[DATA]:
-- Opening Marker --
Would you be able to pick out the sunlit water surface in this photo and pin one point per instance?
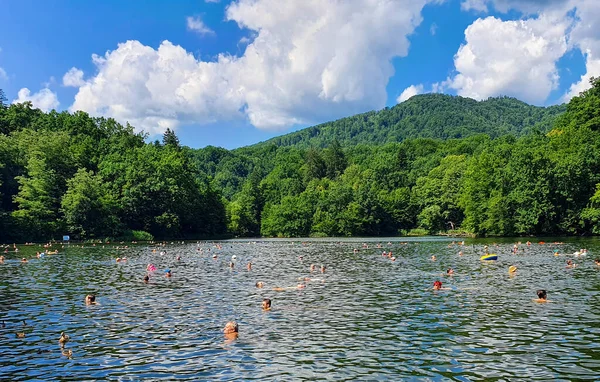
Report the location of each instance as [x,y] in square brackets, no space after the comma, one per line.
[365,318]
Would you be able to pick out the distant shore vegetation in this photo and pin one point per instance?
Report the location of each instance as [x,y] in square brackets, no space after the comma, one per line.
[433,164]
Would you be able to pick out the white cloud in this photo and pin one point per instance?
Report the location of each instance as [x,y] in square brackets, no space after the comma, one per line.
[515,58]
[592,65]
[44,100]
[74,78]
[525,6]
[309,61]
[475,5]
[196,24]
[433,29]
[410,91]
[584,35]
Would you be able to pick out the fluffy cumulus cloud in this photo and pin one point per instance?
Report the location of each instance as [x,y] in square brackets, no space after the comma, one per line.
[526,6]
[308,61]
[195,24]
[410,91]
[74,78]
[586,36]
[45,99]
[515,58]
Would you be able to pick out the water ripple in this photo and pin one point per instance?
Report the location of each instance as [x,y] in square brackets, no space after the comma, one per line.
[365,318]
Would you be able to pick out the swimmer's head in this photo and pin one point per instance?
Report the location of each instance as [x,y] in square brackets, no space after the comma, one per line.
[542,295]
[267,303]
[231,327]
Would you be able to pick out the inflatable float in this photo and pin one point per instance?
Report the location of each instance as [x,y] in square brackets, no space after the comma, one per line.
[489,257]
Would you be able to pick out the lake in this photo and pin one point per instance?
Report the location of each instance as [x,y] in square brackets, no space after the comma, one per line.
[365,318]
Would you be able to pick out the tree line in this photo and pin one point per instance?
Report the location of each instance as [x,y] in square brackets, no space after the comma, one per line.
[63,173]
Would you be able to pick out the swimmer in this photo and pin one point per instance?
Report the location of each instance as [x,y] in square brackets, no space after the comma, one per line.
[437,285]
[231,329]
[542,296]
[267,304]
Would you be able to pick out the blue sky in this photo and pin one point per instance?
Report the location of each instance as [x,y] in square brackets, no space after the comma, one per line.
[233,73]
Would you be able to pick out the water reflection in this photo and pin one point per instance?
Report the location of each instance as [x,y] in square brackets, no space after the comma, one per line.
[364,318]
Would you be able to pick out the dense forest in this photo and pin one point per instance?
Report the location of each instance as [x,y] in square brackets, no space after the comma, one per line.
[428,116]
[433,163]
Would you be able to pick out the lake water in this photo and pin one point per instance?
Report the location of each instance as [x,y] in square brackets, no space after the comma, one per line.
[365,318]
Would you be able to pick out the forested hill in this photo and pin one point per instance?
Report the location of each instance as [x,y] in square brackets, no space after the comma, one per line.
[427,116]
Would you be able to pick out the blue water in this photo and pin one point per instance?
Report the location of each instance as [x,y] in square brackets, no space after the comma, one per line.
[365,318]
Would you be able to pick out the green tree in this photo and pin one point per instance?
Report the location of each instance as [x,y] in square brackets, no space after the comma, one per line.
[88,207]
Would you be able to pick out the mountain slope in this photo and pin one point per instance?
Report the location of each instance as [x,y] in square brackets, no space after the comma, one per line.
[427,116]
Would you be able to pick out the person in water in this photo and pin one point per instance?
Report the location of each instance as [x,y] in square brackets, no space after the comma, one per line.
[267,304]
[231,330]
[542,296]
[437,285]
[90,299]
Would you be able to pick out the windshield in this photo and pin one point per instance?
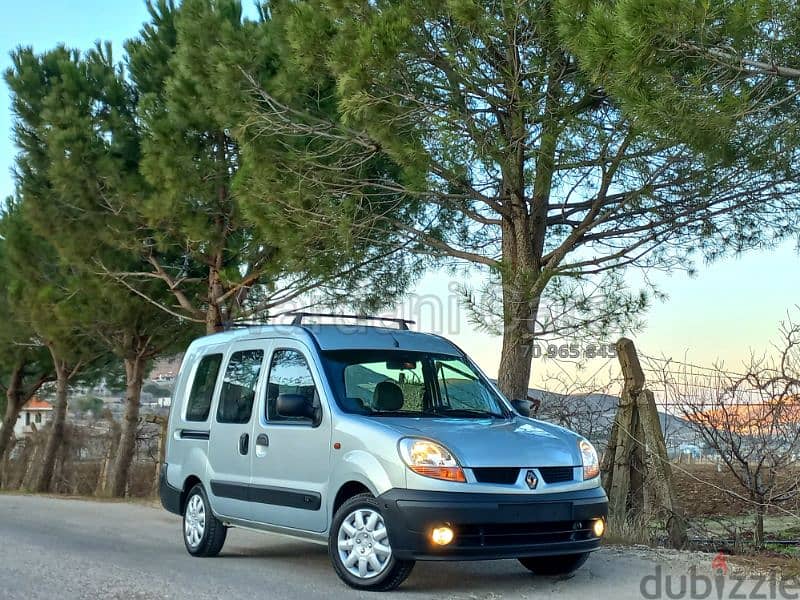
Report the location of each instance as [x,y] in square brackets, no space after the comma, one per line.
[410,384]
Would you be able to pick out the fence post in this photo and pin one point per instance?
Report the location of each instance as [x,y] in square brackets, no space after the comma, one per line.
[637,473]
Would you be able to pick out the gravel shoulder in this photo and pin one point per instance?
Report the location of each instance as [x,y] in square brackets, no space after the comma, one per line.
[68,548]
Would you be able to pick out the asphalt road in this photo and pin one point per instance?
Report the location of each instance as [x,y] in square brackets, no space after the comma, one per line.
[60,548]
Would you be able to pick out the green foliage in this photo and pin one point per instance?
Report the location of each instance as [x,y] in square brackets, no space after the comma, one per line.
[701,72]
[78,180]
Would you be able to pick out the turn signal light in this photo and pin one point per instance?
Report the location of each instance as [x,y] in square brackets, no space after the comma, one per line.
[442,536]
[446,473]
[599,527]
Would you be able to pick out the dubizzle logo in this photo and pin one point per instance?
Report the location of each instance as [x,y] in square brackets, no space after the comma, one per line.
[723,583]
[719,564]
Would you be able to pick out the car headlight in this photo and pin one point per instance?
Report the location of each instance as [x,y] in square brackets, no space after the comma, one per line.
[430,459]
[591,464]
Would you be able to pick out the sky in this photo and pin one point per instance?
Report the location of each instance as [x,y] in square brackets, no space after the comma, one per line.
[728,311]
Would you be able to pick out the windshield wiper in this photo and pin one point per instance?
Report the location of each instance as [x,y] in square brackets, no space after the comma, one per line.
[464,412]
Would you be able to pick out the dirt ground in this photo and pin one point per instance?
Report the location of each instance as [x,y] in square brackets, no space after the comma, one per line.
[702,492]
-- Closing Marker --
[ACTION ITEM]: Return the full listing exactly as written, without any of its images.

[ANSWER TO THIS EXERCISE]:
Would you be able to pick out the sunlit water surface in this photo and pin one point per instance?
Report the location of each instance as [x,y] in square brackets, no space after the comma, one per line.
[365,318]
Would you be able to pick out the distant shore vegetation in this photo and pin one point per instance?
Report the location of each instance as [x,y] in square brackets, no space after the comma, one per line.
[433,164]
Would you be able to pick out the white cloud in this photo and pin one point per instance?
Report the location of each instance as [x,y] in square brackets, no space after the comma, one per line.
[515,58]
[592,65]
[44,100]
[74,78]
[525,6]
[309,61]
[475,5]
[196,24]
[433,29]
[410,91]
[584,35]
Would you be able to pick out the fluffy cumulus cloud in this photo and pin one point per instance?
Report the location of each instance as [x,y] in square brackets, no space after the comma, one per line.
[526,6]
[308,61]
[195,24]
[410,91]
[74,78]
[586,36]
[45,99]
[515,58]
Would you be able to pick out the water ripple in this photo and pin one point per instance?
Report the location of each instance as [x,y] in square brackets, no space after the comma, one per line.
[365,318]
Would you be able to pick out the swimmer's head in this photo and pin one point per instance?
Report the location of each instance as [x,y] in square brackets, no space after the comma, one per line.
[542,295]
[267,303]
[231,327]
Would you be able to pick out the inflatable float in this photo and pin one point per instance?
Report the location of each instance as [x,y] in square brackets, no space after the comma, one per line.
[489,257]
Would you be able to pick out the lake in this photo and pin one point per instance?
Report the location of each instance as [x,y] in square brackets, no space after the comma, one per line.
[365,318]
Would you be able to pick out the tree line in this photo and pin one point per instance?
Report the location of each instance as [x,y] in square brackets, no space after the comma, one per line.
[63,173]
Would you be able to pick out the swimmer in this photo and pin one point per instance?
Report the location of each instance as [x,y] in square brackets, no space after the comma, one per line.
[437,285]
[231,329]
[542,296]
[267,304]
Would you be able to pick out the blue sky in this photo and pin one point per instance?
Report the location of each instance as [x,y] in square brackets, no space after the comma, one per line.
[233,73]
Would you be able to pick out the water reflection in this photo and pin one point per instance?
Report the location of each instance as [x,y] in square brackets, no space after the comma, one per line.
[364,318]
Would you be able to pick out the dense forest in this photo and pin one point per instance?
Report the location of each instance as [x,y] in square brackets, no space after the comma, one per line.
[428,116]
[433,163]
Would you be able to pick out the lake water in this photo and pin one point per instance?
Report the location of each instance as [x,y] in square brackets, no space after the comma, one per line.
[365,318]
Would you be able to pick out the forested hill in this photo and pin one point per instance?
Report the location of each instance as [x,y] in square brackets, no space after the comma, one per line.
[427,116]
Would you be able to pick out the blue water in this photo and pin one point per instance?
Report the location of each instance as [x,y] in square brackets, no space after the comma, one per line.
[365,318]
Would you be able to pick out the green tree in this photo and pin one point per instance?
Report the location of each instance as [x,y] in square brackets, no space after the comma, one per line.
[88,207]
Would you be able to pick out the mountain slope in this photo and pin one point per instance?
Report the location of each instance as [x,y] in square brackets, no space after the comma, one per line.
[427,116]
Would you be able to pick out the person in water in this photo and pin one point per instance?
Report the location of each instance as [x,y] in square brackets, no space after the comma, one per line.
[267,304]
[231,330]
[542,296]
[437,285]
[90,299]
Would you be able to pick out the windshield in this photo and pin one point per instance?
Report the location of each instance as [x,y] in square brackets, no space after the comma, one per line.
[410,384]
Would you be able to pick out the fence post in this photo and pin one point per instance?
Report the location of each instance as [x,y] in square brackets, no space after the comma, one per line.
[637,473]
Would you be able to pick out the gravel shoulder in this photo and pin one point per instance?
Report the location of each instance as [x,y] in square brackets, no space after the comma, one per line.
[68,548]
Would you be able to pick out the asphalt road in this photo and pin one point per instance?
Report the location of each instance as [x,y] in square brackets, no space after the comma, one per line.
[60,548]
Would you be able to pick out the green foliage in this photo and pin one point per instance?
Report the location of each instance as [x,y] in square brackets, no space after the comma, one per line.
[701,72]
[78,180]
Would you be able to pick out the turn signal light in this photo and pin one point per instance?
Report the location of each instance as [x,y] in square brackets, no space after the comma, one per line.
[442,536]
[446,473]
[599,527]
Would you be able to pick out the dubizzle logo in this photo and pin one point per instance?
Report the location of each instance as [x,y] in square brackets, no space after the comma, one per line.
[723,583]
[719,564]
Would you be able to pick out the car headlight in this photo and pin one point per instance?
Report the location of each instance as [x,y] in square brackets, no space after the comma, one per line.
[430,459]
[591,464]
Would you be able to pick out the sky in this photo and pin one point per instance?
Report the location of each instance as [x,y] in square brackets, no space after the comma, one per line.
[728,311]
Would you be able to pick out the windshield wiper in this photo and pin one point per instance?
Report the location of each instance as [x,y] in square brackets, no space after the comma, one per line.
[464,412]
Would you be able to pick out the dirt ground in this photo and pin one point per instance?
Report the location of each instance as [x,y] in square brackets, no space after the comma, one per line.
[702,492]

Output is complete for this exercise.